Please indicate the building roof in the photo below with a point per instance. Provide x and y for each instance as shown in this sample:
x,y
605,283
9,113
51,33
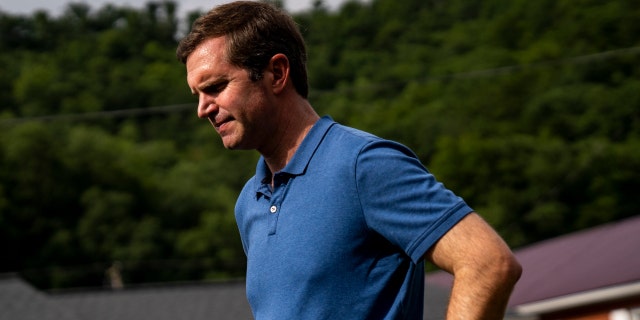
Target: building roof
x,y
602,259
194,301
18,300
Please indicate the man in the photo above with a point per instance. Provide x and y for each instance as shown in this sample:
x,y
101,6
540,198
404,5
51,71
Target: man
x,y
336,223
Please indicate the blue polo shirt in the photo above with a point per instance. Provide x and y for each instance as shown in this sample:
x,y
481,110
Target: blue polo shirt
x,y
343,232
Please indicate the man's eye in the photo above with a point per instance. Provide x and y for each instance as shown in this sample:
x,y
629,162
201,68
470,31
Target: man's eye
x,y
215,88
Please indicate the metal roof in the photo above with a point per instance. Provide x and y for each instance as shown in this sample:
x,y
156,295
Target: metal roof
x,y
602,259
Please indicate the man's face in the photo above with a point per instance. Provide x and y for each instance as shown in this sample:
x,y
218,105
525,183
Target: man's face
x,y
237,107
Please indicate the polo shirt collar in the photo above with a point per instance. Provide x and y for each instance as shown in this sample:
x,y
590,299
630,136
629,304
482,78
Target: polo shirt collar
x,y
303,155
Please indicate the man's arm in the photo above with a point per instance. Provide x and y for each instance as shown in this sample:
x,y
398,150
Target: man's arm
x,y
483,267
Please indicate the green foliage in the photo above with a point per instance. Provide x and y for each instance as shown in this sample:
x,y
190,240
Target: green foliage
x,y
529,110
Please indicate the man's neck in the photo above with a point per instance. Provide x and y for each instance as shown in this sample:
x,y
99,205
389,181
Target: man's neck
x,y
294,130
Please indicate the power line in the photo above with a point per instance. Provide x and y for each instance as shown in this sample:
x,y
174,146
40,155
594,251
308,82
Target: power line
x,y
122,113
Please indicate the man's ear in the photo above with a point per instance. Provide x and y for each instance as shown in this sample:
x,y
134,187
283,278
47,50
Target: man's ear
x,y
279,67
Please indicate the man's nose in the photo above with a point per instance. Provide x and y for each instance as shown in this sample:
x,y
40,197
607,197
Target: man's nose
x,y
206,107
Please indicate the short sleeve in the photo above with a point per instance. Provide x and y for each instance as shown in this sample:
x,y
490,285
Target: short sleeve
x,y
402,201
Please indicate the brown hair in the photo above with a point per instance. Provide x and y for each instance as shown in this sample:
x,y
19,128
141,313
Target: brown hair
x,y
255,32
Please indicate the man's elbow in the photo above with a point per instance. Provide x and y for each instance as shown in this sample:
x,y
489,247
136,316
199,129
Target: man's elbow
x,y
508,269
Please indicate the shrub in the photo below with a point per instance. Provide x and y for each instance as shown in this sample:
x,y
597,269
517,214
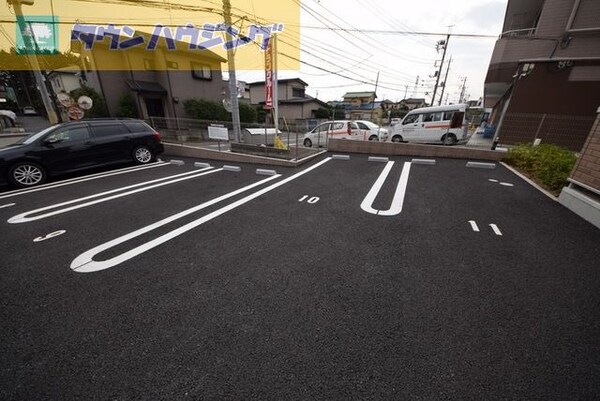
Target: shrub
x,y
550,165
99,108
127,107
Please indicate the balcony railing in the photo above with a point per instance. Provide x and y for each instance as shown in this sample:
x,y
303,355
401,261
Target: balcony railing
x,y
518,33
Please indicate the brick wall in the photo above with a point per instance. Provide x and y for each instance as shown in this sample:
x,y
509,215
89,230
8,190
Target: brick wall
x,y
587,169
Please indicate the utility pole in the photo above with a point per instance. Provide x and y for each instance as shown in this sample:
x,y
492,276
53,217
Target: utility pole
x,y
375,96
444,44
32,57
416,87
462,91
445,82
235,106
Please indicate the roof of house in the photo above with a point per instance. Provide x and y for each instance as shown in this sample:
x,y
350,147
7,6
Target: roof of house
x,y
414,100
359,94
281,81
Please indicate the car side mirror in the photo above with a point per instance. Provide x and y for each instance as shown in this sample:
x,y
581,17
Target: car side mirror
x,y
51,140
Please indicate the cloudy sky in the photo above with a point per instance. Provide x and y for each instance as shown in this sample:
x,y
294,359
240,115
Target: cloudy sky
x,y
399,58
339,50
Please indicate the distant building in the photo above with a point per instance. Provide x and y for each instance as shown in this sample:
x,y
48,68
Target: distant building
x,y
362,106
294,103
159,81
65,79
413,103
543,80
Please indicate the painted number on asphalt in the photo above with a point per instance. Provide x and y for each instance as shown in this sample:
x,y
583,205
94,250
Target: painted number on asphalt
x,y
49,236
311,201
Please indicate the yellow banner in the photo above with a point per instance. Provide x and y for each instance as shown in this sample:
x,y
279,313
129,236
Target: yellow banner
x,y
147,34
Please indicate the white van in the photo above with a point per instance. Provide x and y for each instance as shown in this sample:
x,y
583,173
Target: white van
x,y
443,124
344,129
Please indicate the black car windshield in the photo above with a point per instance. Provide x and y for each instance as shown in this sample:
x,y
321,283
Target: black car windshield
x,y
33,137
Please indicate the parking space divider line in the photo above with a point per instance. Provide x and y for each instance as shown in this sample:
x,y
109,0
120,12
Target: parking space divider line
x,y
81,179
22,218
84,263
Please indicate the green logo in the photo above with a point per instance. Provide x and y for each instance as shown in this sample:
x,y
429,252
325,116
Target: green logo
x,y
37,34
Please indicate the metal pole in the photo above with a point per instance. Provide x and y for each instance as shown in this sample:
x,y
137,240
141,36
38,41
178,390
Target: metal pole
x,y
437,81
445,81
52,117
375,96
235,106
275,86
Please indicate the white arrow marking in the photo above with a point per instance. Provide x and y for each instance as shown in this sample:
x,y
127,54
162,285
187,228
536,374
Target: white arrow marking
x,y
397,202
84,263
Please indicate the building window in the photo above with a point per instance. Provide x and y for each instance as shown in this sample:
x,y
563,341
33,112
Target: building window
x,y
149,65
298,92
201,71
585,16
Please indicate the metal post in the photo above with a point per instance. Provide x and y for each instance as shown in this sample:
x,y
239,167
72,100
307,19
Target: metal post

• **Task statement**: Look over the records above and say, with no extra words, how many lines include "below".

• **Reply**: 2